[Document excerpt]

In January 2018, Fire Records released the long-lost Beautiful Despair as the band's twelfth album. It had been recorded in 1990 on a 4-track, between 1989's "Privilege" and 1992's "Closer to God", but remained unreleased.

In November 2018 members of Television Personalities formed with guests to play a benefit show for Dan Treacy at London's 100 Club. The current line up features all members of the band who played with Dan at various times in his career.
==Legacy==

The Television Personalities have been widely influential, and were critically acclaimed from their beginnings. Bands that have cited them as formative influences include Half Man Half Biscuit, The Pastels, Jesus and Mary Chain, Beat Happening, Nirvana, Tindersticks (who covered the song "You’ll Have To Scream Louder" in 2020), Pavement and MGMT (who wrote the track "Song for Dan Treacy").

In 2006, music critic Cam Lindsay described Treacy as having "recorded some of the most bizarre, unlistenable and brilliant pop songs in the last three decades".

In 2018, writer Jed Smith described Treacy as "the U.K.'s answer to Jonathan Richman—but a council estate version, all too familiar with the gritty reality of working-class urban Brits".

[/Document excerpt]
[Available data]

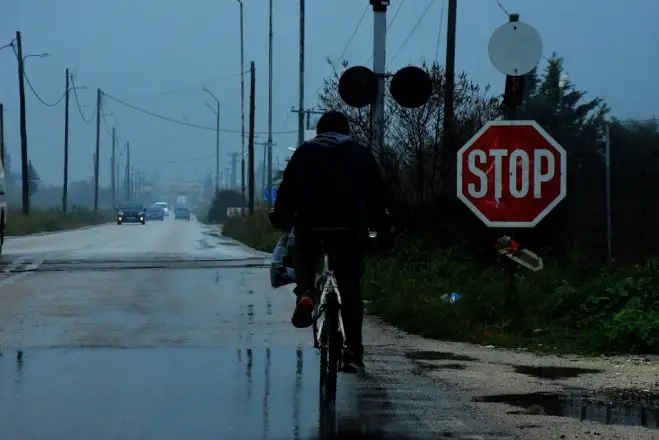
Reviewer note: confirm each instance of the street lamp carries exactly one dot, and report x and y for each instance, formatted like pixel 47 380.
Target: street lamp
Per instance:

[/Available data]

Can you reproduce the Television Personalities text word for word, everything from "In November 2018" down to "in his career."?

In November 2018 members of Television Personalities formed with guests to play a benefit show for Dan Treacy at London's 100 Club. The current line up features all members of the band who played with Dan at various times in his career.